### Text under study
########

The coronavirus also has affected demand. “The U.S. oil and gas rig count, an early indicator of future output, fell … to an all-time low of 244 in the week to Aug. 14,” Reuters reported. “That was 691 rigs, or 74%, below this time last year.”
Tar sands oil is not only a very dirty fuel, but expensive to produce. The Canadian tar sands industry is in bad shape, too. Total, one of Europe’s largest energy companies “is taking $8 billion in writedowns, mostly on Canadian tar sands properties whose reserves may wind up ‘stranded’ or never produced,” the New York Times reported.
Each group involved in the appeals process has an area of expertise. The Sierra Club and Friends of the Headwaters know environmental issues. The Native Nations and Honor the Earth know treaty rights as well as environmental issues. The Youth Climate Intervenors have researched Line 3’s climate damage.
The Department of Commerce brings unique expertise around oil demand. It will have an important voice in the appeals.
According to a Department of Commerce statement, its appeal is consistent with it previous actions. It will argue that the PUC didn’t follow the law. First, it failed to require Enbridge to submit an oil demand forecast, as required by law. Second, the PUC shifted the burden of proof regarding a future oil demand analysis from Enbridge to Line 3 opponents.

########

Reproduce the part of the passage on oil demand and the Line 3 appeals that opens with the words "The coronavirus also" and closes with "3’s climate damage.". The material that comes after this passage is taken from a separate source.

########

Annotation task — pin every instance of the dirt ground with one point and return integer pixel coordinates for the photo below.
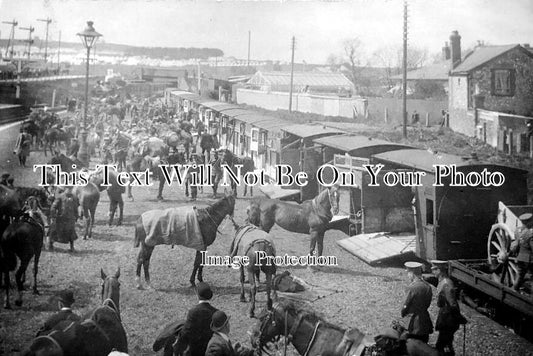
(359, 295)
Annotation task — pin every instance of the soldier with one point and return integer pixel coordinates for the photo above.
(66, 299)
(65, 211)
(449, 317)
(523, 244)
(216, 172)
(417, 303)
(196, 331)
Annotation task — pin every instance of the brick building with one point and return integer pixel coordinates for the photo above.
(491, 94)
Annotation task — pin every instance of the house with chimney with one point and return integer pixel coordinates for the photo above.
(491, 94)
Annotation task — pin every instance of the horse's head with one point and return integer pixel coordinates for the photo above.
(333, 195)
(111, 288)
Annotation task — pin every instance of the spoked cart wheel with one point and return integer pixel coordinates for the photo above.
(498, 249)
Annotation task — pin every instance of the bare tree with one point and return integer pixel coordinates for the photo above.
(353, 54)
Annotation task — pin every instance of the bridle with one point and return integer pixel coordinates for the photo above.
(288, 334)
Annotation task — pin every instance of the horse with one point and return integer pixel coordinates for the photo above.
(311, 217)
(88, 196)
(53, 136)
(209, 219)
(254, 243)
(22, 239)
(310, 334)
(107, 316)
(232, 161)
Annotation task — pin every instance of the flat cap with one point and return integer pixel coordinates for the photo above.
(439, 264)
(525, 216)
(413, 266)
(204, 291)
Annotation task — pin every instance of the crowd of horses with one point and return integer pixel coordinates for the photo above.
(148, 145)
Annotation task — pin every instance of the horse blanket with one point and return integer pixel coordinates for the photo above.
(245, 238)
(173, 226)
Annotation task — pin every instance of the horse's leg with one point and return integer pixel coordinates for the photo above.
(36, 258)
(7, 286)
(196, 268)
(121, 211)
(243, 297)
(253, 291)
(24, 261)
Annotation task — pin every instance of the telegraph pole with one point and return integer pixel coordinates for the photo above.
(292, 73)
(404, 79)
(58, 53)
(48, 21)
(11, 40)
(249, 41)
(29, 40)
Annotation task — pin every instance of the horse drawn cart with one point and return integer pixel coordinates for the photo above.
(495, 275)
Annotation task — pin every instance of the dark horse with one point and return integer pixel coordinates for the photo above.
(209, 219)
(311, 217)
(254, 243)
(22, 239)
(310, 334)
(233, 162)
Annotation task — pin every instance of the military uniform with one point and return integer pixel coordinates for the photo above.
(523, 244)
(449, 317)
(418, 300)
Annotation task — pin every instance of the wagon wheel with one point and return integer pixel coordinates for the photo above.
(498, 249)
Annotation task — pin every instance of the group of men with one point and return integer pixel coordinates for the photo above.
(419, 297)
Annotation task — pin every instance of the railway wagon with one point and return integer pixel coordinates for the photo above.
(472, 226)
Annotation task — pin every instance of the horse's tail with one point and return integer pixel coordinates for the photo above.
(254, 212)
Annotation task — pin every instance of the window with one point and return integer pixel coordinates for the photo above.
(503, 82)
(429, 212)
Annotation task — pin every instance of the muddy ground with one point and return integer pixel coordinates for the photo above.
(358, 295)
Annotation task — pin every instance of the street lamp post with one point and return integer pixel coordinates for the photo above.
(88, 37)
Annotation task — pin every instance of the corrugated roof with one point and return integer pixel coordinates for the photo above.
(301, 79)
(307, 131)
(424, 160)
(481, 55)
(436, 71)
(348, 143)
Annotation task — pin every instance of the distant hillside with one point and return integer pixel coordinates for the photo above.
(151, 52)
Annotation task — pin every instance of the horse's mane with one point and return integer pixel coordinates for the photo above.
(308, 313)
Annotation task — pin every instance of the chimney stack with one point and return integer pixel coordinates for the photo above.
(446, 51)
(455, 42)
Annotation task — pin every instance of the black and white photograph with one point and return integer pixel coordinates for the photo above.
(266, 177)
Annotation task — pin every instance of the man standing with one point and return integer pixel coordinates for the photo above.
(449, 317)
(196, 331)
(523, 244)
(220, 344)
(417, 303)
(65, 212)
(66, 299)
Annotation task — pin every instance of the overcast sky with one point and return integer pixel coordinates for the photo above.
(319, 26)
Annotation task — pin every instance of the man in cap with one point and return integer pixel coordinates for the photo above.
(523, 245)
(66, 299)
(4, 178)
(417, 303)
(449, 317)
(220, 344)
(196, 331)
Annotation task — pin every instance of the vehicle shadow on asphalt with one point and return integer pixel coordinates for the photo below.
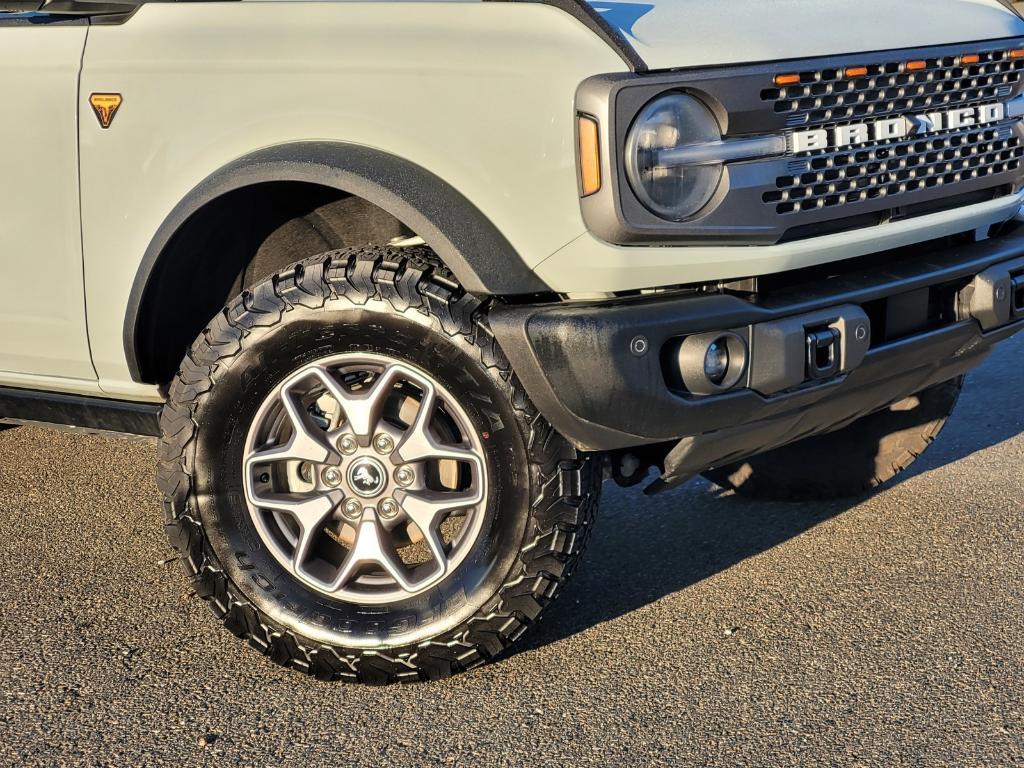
(645, 548)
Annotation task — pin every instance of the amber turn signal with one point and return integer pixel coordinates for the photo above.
(786, 79)
(590, 156)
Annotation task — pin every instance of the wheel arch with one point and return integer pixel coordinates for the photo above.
(481, 258)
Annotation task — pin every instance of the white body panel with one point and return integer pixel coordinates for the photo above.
(42, 306)
(479, 94)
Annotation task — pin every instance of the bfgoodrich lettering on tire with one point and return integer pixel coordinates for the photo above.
(356, 482)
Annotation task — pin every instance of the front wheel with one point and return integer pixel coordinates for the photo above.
(355, 480)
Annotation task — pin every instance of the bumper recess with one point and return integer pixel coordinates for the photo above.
(807, 357)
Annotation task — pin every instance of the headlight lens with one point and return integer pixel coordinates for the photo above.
(672, 190)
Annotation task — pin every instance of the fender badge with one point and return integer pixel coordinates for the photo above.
(105, 105)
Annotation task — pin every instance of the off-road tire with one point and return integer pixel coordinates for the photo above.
(849, 462)
(560, 486)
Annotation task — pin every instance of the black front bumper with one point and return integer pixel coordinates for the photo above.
(585, 370)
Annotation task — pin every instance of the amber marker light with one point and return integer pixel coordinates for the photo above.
(590, 156)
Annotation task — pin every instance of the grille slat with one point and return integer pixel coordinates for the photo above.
(827, 96)
(888, 170)
(837, 178)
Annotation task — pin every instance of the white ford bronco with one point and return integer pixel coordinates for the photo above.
(398, 285)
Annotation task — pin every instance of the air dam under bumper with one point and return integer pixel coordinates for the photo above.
(603, 374)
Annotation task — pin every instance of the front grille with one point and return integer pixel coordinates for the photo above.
(828, 96)
(893, 169)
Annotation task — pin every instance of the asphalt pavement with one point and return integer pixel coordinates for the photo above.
(700, 630)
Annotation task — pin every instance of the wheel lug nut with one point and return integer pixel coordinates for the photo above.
(388, 508)
(352, 509)
(347, 444)
(332, 476)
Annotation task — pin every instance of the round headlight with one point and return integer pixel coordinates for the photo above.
(666, 185)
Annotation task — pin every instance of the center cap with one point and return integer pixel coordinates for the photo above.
(367, 477)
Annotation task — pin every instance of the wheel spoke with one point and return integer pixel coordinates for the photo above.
(371, 549)
(419, 444)
(363, 410)
(308, 512)
(307, 442)
(302, 454)
(428, 508)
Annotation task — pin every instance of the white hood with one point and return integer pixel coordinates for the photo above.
(671, 34)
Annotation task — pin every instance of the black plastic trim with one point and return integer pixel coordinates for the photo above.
(578, 365)
(887, 376)
(470, 245)
(76, 411)
(737, 213)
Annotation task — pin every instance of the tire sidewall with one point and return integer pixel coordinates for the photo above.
(224, 415)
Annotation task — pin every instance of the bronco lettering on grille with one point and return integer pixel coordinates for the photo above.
(902, 127)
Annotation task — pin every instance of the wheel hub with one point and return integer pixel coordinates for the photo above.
(367, 477)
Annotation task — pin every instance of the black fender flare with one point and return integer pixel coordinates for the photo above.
(484, 262)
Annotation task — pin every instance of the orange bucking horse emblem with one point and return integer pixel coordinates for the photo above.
(105, 105)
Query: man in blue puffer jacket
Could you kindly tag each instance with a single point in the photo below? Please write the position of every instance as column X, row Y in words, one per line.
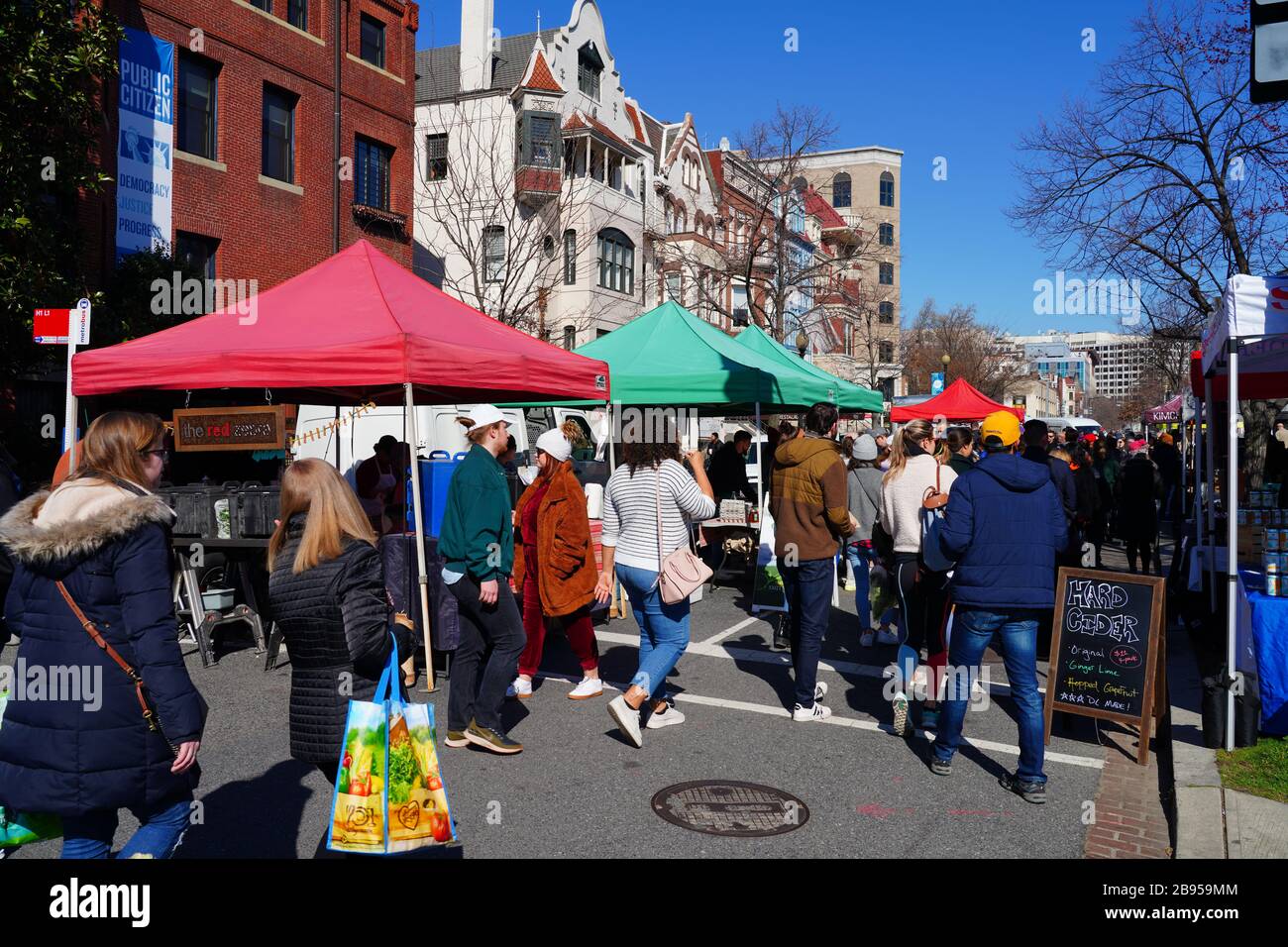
column 1004, row 527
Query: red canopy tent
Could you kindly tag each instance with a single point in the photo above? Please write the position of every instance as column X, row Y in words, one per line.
column 355, row 328
column 961, row 401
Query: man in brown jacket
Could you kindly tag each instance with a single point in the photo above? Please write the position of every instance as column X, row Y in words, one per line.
column 811, row 515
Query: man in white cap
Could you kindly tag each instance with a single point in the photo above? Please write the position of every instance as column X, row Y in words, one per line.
column 477, row 544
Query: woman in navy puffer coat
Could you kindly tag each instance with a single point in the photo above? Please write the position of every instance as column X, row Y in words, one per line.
column 82, row 749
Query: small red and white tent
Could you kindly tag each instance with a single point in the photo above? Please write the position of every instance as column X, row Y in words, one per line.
column 961, row 401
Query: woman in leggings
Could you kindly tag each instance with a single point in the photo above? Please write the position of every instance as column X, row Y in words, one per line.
column 913, row 475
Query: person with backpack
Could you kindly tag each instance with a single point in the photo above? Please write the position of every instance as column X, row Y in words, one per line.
column 914, row 476
column 863, row 488
column 1004, row 527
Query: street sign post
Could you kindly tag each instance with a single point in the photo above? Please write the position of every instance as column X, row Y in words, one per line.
column 1269, row 58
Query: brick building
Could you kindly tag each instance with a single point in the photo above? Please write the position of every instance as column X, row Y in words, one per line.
column 254, row 149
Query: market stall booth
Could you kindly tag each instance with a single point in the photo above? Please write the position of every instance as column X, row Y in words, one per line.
column 357, row 329
column 1244, row 356
column 961, row 401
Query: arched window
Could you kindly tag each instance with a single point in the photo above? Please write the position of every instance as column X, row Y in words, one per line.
column 570, row 258
column 841, row 189
column 887, row 189
column 616, row 262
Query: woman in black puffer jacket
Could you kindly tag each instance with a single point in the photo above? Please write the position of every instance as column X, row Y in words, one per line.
column 85, row 750
column 327, row 595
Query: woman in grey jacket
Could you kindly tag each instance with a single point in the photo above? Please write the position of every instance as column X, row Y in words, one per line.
column 863, row 487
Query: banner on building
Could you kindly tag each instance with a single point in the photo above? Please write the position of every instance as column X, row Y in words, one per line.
column 145, row 149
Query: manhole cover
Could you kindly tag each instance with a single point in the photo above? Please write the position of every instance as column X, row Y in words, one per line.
column 722, row 806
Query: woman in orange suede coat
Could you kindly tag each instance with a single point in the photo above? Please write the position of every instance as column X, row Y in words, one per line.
column 554, row 566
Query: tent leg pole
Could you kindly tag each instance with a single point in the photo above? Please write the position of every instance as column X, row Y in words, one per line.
column 1210, row 414
column 1232, row 571
column 760, row 474
column 421, row 578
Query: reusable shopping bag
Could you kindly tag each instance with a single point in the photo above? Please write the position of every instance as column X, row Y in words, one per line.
column 389, row 793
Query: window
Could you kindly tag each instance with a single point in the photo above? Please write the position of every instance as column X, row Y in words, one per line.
column 373, row 48
column 197, row 253
column 841, row 189
column 616, row 262
column 198, row 84
column 738, row 304
column 436, row 158
column 887, row 189
column 372, row 172
column 539, row 138
column 673, row 286
column 570, row 258
column 493, row 254
column 589, row 67
column 278, row 141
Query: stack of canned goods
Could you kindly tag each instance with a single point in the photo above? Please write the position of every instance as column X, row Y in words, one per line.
column 1275, row 561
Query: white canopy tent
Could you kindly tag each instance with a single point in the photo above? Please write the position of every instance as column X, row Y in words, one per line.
column 1253, row 311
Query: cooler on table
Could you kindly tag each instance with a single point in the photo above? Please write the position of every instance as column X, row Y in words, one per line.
column 436, row 474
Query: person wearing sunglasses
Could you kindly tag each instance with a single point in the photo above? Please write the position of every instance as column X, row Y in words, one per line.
column 99, row 547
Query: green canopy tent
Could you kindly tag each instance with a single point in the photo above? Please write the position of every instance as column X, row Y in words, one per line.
column 845, row 394
column 670, row 357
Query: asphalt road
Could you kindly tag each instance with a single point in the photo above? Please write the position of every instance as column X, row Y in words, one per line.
column 579, row 789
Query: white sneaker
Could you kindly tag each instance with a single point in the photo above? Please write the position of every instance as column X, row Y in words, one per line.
column 805, row 714
column 627, row 719
column 589, row 686
column 668, row 718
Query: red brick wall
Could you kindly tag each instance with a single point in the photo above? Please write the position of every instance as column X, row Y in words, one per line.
column 268, row 234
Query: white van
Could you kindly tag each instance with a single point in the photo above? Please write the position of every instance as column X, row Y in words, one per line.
column 436, row 431
column 1083, row 425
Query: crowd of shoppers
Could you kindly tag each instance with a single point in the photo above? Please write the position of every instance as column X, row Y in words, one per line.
column 964, row 530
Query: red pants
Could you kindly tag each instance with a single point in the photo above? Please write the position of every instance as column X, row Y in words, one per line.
column 578, row 626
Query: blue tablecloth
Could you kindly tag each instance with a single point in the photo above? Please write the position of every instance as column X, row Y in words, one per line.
column 1269, row 621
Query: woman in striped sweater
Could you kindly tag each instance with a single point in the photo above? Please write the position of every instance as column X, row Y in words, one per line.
column 651, row 483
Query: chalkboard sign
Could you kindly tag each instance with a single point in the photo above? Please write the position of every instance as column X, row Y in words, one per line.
column 1106, row 648
column 254, row 428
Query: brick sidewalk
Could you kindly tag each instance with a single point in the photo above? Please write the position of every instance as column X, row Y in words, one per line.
column 1129, row 819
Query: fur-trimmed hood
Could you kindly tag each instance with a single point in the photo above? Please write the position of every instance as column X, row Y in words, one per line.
column 75, row 521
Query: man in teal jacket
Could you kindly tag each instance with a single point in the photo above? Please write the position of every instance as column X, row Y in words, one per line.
column 477, row 544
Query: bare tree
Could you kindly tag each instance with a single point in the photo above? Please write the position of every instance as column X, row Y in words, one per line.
column 1170, row 175
column 977, row 351
column 498, row 253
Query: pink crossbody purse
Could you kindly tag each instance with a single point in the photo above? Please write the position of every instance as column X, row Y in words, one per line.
column 682, row 573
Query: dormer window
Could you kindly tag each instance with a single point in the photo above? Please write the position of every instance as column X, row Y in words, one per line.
column 590, row 64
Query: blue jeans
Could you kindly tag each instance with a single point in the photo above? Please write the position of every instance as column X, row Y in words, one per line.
column 160, row 831
column 664, row 629
column 1018, row 634
column 807, row 589
column 861, row 558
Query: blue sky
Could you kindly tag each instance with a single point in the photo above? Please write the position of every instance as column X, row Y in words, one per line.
column 935, row 78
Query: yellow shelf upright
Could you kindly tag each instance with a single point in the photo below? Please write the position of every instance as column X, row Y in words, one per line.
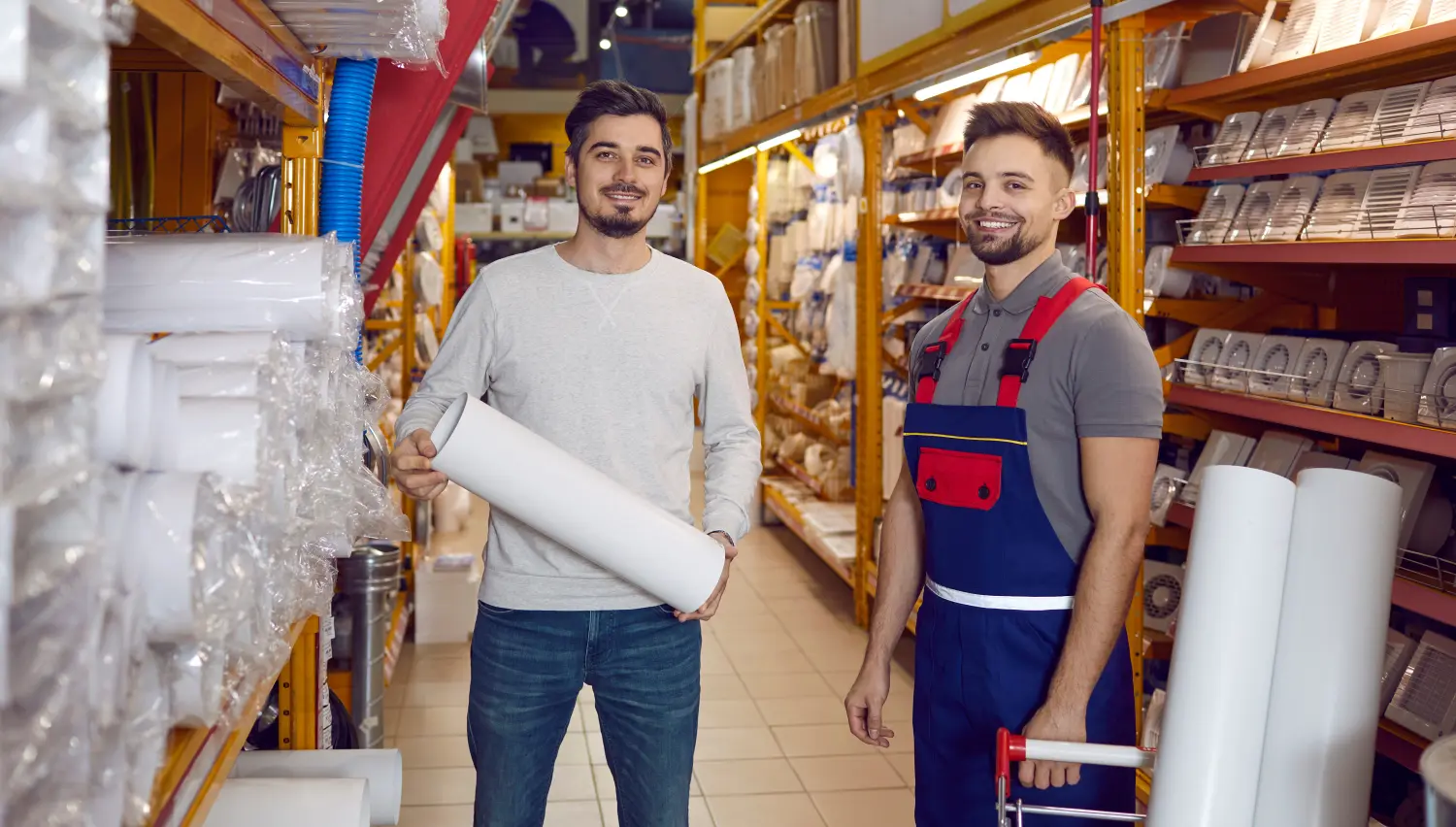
column 1126, row 185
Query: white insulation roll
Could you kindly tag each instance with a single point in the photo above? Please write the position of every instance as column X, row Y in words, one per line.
column 215, row 282
column 287, row 803
column 529, row 478
column 1325, row 702
column 381, row 769
column 1219, row 681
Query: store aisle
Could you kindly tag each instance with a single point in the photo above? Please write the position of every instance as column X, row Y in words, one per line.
column 772, row 748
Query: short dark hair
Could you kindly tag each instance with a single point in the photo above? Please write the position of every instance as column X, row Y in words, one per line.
column 1016, row 118
column 613, row 98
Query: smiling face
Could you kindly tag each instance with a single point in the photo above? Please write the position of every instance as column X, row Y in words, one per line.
column 620, row 174
column 1013, row 197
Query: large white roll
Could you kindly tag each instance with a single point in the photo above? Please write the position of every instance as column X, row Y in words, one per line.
column 1219, row 683
column 532, row 480
column 215, row 282
column 1325, row 702
column 285, row 803
column 381, row 769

########

### Exercise response
The coronavirus also has affected demand. “The U.S. oil and gas rig count, an early indicator of future output, fell … to an all-time low of 244 in the week to Aug. 14,” Reuters reported. “That was 691 rigs, or 74%, below this time last year.”
Tar sands oil is not only a very dirty fuel, but expensive to produce. The Canadian tar sands industry is in bad shape, too. Total, one of Europe’s largest energy companies “is taking $8 billion in writedowns, mostly on Canadian tar sands properties whose reserves may wind up ‘stranded’ or never produced,” the New York Times reported.
Each group involved in the appeals process has an area of expertise. The Sierra Club and Friends of the Headwaters know environmental issues. The Native Nations and Honor the Earth know treaty rights as well as environmental issues. The Youth Climate Intervenors have researched Line 3’s climate damage.